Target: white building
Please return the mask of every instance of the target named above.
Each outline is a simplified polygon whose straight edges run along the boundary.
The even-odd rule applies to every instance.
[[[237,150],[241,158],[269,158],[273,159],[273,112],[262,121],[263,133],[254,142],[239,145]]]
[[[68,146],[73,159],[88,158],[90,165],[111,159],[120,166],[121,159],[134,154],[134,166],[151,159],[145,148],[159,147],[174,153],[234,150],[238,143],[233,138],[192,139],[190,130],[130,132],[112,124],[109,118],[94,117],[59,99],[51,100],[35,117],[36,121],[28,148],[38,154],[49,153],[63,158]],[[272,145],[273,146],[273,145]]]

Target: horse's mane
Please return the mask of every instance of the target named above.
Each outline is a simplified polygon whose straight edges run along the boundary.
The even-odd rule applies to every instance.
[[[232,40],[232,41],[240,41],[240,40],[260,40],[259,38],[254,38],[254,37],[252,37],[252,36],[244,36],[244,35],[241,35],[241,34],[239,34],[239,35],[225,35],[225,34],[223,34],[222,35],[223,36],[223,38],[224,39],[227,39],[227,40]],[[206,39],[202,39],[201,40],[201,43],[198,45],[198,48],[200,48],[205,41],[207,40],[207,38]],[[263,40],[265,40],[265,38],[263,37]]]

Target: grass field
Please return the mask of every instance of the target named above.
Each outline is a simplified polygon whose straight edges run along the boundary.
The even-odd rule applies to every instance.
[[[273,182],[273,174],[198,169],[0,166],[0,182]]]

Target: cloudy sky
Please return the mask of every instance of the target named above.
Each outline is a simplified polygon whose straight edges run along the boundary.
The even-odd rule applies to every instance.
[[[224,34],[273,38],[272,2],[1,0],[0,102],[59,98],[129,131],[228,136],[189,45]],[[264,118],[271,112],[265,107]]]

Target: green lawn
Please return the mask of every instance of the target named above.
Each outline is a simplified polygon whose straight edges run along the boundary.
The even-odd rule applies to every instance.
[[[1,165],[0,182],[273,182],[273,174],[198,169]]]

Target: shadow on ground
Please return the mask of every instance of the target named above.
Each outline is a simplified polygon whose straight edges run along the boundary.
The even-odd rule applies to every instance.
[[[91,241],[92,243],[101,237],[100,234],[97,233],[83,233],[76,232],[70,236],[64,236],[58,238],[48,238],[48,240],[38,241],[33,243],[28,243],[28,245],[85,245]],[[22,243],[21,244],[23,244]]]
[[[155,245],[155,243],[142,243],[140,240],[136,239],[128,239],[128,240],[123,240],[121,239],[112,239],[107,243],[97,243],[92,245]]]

★ ★ ★ ★ ★

*Short task*
Update all of the records above so that each "simplified polygon" becomes "rough polygon", and give every line back with nothing else changed.

*Completed task*
Target: white building
Please return the mask of every instance of the target named above.
Each outline is a rough polygon whose straight edges run along the boundary.
The even-odd rule applies to every instance.
[[[237,150],[241,158],[269,158],[273,159],[273,112],[262,121],[263,133],[254,142],[239,145]]]
[[[68,146],[73,159],[88,158],[90,165],[111,159],[120,166],[121,159],[134,154],[134,166],[151,159],[145,148],[159,147],[174,153],[234,150],[238,143],[233,138],[192,139],[190,130],[130,132],[112,124],[109,118],[94,117],[59,99],[51,100],[35,117],[36,121],[28,148],[38,154],[49,153],[63,158]],[[272,145],[273,146],[273,145]]]

Target: horse's mane
Please return the mask of every instance of the target named above.
Each outline is a rough polygon whose straight edges run along the boundary.
The even-odd rule applies to every instance.
[[[232,40],[232,41],[240,41],[240,40],[260,40],[259,38],[254,38],[254,37],[252,37],[252,36],[244,36],[244,35],[241,35],[241,34],[239,34],[239,35],[225,35],[225,34],[223,34],[222,35],[223,36],[223,38],[224,39],[227,39],[227,40]],[[206,39],[202,39],[201,40],[201,43],[198,45],[198,48],[200,48],[205,41],[207,40],[207,38]],[[263,40],[265,40],[265,38],[263,37]]]

Target: grass field
Please return the mask of every instance of the target named above.
Each outline is a rough polygon whose straight edges run along the boundary.
The even-odd rule applies to every instance.
[[[273,182],[273,174],[198,169],[0,166],[0,182]]]

Target: cloudy sky
Please return the mask of every instance of the target named above.
Each outline is a rough polygon whose straight edges run along the boundary.
The even-odd rule applies to every instance.
[[[224,34],[273,38],[272,2],[1,0],[0,102],[59,98],[129,131],[228,136],[189,45]],[[264,118],[271,112],[265,107]]]

Target: green lawn
Please return the mask of every instance of the target named above.
Each outline is a rough polygon whose straight edges run along the boundary.
The even-odd rule applies to every instance.
[[[1,165],[0,182],[273,182],[273,174],[198,169]]]

Target: shadow on ground
Please return the mask of every instance of the target named above.
Each outline is a rough polygon whose straight edges run along the boundary.
The even-odd rule applies to every instance.
[[[91,241],[92,243],[101,237],[100,234],[97,233],[83,233],[76,232],[70,236],[64,236],[58,238],[48,238],[48,240],[38,241],[33,243],[28,243],[28,245],[85,245]],[[22,243],[21,244],[23,244]]]
[[[155,245],[155,243],[142,243],[140,240],[136,239],[128,239],[128,240],[123,240],[121,239],[112,239],[107,243],[97,243],[92,245]]]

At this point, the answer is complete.